ACTIVITIES:
[1] Copy the stretch of the article on the Anglican bishop's vaccine advice from "While many want" through "of the vaccine.".
[2] Answer these questions about the article on the Anglican bishop's vaccine advice:
(a) What committee does Bishop Wright chair?
(b) Which two companies made the first vaccines distributed, according to the article?
(c) To which news outlet did the Bishop give his comments?
[3] Extend the article on the Anglican bishop's vaccine advice, starting after its last sentence.

Posted: Monday, March 8, 2021. 12:30 pm CST.
By Aaron Humes, Belize City: To a population skeptical of the COVID-19 vaccine, Bishop of the Anglican Diocese of Belize, Right Reverend Philip Wright, says have faith.
While many want a return to normalcy – a concept still to be defined after the pandemic – many have a rampant distrust for the sudden appearance of the vaccine.
Bishop Wright, who chairs the National Coordinating Committee on Vaccination, told Channel 7 News his unequivocal advice to parishioners and Belizeans generally: “I would say take the vaccine when you get the opportunity and I wouldn’t even put a but on that.” However, he acknowledges there are “legitimate questions” about what is in the vaccine and its effects both long and short-term.
For instance, people of color are concerned that vaccines deemed to be “of lower standard” are being distributed to those populations rather than the first vaccines distributed from Pfizer and Moderna. The Bishop encouraged Belizeans to read up about each vaccine and the process and be able to let go of one’s fears – to not live in the past, as he said, but to embrace a better future.
“The vaccine does represent perhaps the best way forward for us as a nation, for us as a people, for us as an economy and therefore I think it’s worth taking the vaccine when you get the opportunity,” he told Channel 7.

DATASET ENTRIES:

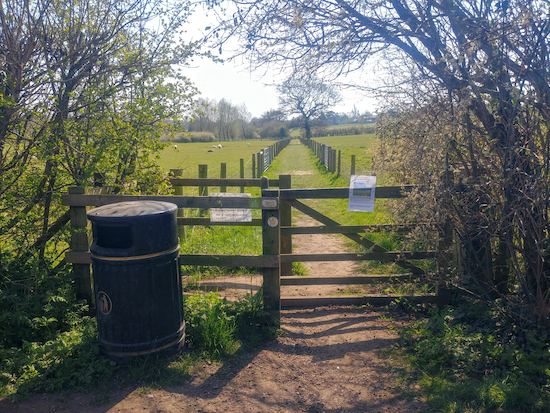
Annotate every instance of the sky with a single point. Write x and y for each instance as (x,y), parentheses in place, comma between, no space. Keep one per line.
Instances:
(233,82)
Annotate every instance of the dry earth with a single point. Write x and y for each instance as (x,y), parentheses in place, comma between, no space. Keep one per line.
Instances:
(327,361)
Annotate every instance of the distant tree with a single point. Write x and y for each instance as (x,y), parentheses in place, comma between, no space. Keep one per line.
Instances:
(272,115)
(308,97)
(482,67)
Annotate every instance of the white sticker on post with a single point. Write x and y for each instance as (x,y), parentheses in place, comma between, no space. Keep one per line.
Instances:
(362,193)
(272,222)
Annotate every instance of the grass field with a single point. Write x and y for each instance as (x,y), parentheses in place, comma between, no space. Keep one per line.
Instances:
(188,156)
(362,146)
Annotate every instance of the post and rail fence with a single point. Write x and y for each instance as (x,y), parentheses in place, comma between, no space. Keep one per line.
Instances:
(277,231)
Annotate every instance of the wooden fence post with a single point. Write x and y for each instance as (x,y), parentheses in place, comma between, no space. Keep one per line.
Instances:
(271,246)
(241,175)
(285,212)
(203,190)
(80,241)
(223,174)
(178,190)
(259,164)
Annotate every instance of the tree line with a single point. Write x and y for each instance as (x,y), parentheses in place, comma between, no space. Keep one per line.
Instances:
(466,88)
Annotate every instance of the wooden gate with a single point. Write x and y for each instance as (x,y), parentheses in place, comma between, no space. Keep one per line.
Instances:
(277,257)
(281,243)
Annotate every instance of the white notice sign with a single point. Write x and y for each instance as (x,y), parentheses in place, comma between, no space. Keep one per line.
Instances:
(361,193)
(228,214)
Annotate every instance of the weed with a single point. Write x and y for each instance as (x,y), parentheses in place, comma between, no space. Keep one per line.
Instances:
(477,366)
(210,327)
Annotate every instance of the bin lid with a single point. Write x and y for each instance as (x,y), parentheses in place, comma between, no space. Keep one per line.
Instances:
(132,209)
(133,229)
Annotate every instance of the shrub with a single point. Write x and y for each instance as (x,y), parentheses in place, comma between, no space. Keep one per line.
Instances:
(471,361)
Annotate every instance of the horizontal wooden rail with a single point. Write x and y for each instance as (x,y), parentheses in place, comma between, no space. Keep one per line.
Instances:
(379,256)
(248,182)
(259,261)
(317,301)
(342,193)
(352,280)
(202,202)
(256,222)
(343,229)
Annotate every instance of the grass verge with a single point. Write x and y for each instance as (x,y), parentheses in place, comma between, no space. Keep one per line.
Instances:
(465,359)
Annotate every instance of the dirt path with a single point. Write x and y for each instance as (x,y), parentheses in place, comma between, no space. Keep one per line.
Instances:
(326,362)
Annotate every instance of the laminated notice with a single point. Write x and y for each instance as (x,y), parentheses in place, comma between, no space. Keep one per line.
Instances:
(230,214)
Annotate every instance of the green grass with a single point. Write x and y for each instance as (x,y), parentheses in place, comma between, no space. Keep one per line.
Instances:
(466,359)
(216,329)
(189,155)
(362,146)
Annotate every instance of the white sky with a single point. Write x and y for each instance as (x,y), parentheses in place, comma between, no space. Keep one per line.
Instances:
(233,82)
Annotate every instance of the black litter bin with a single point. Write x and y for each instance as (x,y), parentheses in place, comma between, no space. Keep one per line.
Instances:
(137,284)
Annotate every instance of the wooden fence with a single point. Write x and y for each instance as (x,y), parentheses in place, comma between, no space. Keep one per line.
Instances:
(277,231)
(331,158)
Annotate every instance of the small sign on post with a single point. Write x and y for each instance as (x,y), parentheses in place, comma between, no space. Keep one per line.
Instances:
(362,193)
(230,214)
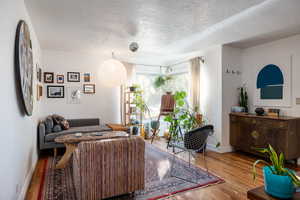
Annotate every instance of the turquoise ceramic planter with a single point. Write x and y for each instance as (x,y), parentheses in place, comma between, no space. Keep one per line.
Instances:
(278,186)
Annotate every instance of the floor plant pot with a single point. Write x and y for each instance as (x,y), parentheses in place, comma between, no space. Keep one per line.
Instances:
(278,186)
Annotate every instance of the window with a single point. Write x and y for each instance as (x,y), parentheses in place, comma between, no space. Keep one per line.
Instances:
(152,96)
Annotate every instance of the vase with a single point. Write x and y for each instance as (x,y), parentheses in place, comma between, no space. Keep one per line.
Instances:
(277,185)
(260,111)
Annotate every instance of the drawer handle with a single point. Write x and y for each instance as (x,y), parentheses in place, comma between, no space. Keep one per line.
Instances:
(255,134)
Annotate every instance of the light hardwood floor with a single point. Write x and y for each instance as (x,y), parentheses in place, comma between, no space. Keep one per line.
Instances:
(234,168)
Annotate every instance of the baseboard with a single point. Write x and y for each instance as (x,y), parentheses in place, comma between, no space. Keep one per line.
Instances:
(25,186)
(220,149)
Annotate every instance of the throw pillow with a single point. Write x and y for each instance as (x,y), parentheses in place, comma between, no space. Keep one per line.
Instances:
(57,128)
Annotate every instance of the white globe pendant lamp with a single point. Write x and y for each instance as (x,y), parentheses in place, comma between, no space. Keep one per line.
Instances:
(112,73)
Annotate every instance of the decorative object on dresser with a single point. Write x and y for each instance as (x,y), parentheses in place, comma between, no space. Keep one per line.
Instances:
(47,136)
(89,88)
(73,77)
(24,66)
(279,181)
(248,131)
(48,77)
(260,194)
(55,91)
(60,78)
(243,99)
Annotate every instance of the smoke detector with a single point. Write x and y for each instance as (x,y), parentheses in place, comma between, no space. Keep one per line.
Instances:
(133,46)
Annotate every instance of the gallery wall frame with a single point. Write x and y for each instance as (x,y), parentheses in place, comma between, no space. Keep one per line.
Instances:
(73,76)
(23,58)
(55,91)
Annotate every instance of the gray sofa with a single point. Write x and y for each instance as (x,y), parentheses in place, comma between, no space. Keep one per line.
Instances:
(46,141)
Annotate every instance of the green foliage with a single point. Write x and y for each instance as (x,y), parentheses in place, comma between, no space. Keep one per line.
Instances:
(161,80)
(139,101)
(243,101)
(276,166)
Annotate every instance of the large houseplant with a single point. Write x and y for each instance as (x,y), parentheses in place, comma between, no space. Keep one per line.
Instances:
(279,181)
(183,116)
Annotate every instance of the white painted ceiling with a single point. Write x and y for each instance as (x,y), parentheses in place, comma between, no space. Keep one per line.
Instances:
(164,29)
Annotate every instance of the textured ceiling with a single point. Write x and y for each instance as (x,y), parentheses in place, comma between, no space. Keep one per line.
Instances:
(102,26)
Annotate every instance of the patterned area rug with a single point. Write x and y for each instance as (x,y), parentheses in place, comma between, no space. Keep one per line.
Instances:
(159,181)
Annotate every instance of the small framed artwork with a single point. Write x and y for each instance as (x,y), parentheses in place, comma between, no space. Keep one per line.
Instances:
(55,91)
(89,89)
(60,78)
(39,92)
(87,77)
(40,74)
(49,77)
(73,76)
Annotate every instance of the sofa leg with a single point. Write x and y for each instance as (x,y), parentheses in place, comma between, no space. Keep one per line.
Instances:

...

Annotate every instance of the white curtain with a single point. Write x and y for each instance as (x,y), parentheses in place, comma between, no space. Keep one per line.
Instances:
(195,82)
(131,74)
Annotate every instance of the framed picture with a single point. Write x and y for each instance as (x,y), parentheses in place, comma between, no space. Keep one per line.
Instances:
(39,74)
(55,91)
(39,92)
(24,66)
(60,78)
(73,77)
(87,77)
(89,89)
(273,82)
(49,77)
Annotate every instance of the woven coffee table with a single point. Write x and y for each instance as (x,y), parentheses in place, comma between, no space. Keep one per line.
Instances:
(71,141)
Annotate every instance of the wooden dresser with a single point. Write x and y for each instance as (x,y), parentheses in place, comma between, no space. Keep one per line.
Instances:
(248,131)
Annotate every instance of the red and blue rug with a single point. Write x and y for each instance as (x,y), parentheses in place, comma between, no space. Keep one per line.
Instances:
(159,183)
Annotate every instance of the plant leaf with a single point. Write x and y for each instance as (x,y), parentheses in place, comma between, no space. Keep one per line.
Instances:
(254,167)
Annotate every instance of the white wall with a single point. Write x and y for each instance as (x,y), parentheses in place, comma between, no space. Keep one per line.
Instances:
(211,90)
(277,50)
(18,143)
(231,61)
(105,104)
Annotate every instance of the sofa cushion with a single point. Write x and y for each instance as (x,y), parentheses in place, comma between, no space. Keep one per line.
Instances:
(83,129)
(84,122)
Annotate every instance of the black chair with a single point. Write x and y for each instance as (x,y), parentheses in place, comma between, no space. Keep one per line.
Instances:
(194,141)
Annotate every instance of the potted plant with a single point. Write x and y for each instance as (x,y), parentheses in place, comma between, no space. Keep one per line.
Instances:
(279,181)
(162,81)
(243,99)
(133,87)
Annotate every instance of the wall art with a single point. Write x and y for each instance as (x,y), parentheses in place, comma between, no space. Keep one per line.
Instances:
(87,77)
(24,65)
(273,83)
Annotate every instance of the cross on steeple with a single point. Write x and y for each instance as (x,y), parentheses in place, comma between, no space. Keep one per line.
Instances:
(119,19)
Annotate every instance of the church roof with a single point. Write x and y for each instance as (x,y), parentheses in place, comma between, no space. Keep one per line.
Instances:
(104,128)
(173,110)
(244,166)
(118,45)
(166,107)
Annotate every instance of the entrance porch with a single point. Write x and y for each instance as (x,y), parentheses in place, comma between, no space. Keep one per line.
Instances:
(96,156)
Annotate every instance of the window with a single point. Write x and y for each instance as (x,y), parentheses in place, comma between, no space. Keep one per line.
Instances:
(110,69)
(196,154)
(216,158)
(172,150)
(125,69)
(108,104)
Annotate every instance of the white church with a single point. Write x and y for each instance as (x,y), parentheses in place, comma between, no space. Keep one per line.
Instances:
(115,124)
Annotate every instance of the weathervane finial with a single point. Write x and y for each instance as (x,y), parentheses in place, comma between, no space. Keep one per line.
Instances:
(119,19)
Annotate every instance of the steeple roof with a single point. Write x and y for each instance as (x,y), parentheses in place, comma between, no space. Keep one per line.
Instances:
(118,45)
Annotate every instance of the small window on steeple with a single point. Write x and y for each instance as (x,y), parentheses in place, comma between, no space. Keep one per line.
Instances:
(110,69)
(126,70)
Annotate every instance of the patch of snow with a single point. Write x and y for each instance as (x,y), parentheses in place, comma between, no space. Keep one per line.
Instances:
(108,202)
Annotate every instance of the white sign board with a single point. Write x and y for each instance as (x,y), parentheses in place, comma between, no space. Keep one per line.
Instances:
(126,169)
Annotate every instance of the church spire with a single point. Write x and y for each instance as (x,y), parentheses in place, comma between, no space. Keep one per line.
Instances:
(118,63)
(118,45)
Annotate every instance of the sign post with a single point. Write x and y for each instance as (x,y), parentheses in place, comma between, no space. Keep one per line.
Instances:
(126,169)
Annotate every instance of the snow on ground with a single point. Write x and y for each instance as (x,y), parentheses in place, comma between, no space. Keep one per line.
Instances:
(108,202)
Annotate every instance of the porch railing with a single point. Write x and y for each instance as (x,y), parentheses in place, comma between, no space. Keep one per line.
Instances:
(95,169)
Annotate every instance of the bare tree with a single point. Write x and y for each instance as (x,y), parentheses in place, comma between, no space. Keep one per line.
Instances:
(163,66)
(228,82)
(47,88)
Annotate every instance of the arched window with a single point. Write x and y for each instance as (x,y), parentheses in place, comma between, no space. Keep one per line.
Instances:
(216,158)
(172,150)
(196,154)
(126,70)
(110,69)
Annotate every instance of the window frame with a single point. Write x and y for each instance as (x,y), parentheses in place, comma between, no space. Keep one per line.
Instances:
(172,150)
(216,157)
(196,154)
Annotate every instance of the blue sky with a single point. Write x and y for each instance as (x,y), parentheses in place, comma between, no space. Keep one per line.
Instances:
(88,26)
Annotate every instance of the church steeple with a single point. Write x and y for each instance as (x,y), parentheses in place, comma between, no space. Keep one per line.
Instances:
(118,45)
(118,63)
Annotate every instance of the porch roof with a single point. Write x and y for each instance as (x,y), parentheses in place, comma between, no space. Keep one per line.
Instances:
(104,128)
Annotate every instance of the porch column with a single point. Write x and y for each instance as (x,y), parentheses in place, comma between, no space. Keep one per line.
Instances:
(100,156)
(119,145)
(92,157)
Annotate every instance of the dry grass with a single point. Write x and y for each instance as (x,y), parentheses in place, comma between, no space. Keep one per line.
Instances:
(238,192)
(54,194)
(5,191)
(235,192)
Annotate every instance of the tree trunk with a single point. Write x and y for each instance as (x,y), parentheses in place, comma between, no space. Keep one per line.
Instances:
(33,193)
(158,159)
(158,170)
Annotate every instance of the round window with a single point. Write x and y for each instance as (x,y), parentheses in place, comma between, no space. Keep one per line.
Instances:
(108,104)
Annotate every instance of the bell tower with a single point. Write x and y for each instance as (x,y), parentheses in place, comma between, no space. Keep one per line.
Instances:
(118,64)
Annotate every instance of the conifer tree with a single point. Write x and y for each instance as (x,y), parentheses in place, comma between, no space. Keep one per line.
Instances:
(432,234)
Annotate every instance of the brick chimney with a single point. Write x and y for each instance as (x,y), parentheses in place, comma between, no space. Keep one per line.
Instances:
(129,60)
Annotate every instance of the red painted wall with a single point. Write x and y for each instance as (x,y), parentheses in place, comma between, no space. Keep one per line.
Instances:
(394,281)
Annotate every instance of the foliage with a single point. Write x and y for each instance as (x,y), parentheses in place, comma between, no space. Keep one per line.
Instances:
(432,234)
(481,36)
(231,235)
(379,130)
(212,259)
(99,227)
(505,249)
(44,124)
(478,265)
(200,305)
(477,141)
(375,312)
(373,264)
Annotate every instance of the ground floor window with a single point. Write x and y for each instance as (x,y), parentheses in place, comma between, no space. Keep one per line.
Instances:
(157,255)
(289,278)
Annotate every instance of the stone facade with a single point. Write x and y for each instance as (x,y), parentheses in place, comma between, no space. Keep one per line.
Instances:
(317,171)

YOUR WRITTEN ANSWERS:
[1]
While many want a return to normalcy – a concept still to be defined after the pandemic – many have a rampant distrust for the sudden appearance of the vaccine.

[2]
(a) The National Coordinating Committee on Vaccination.
(b) Pfizer and Moderna.
(c) Channel 7 News.

[3]
As to those who rely solely on their faith in God, the Bishop says his faith embraces the secular, as least as it relates to science: “I believe in a God who heals, I believe in a God who can work miracles, but I also believe in a God who performs so much of his miracles through science, through doctors, through nurses, though so many of us and this is another example in my opinion of God inspiring us and giving us enough knowledge for us to do the research and other things necessary to come up with a vaccine that can help get us out of this pandemic.”
Since early February, churches have been able to operate at half their building capacity for worship services, though not for weddings or funerals as these are defined as mass gatherings. The Bishop noted that in Belize at least, church-going is a social event, and many have remarked that they missed it in the last year or so.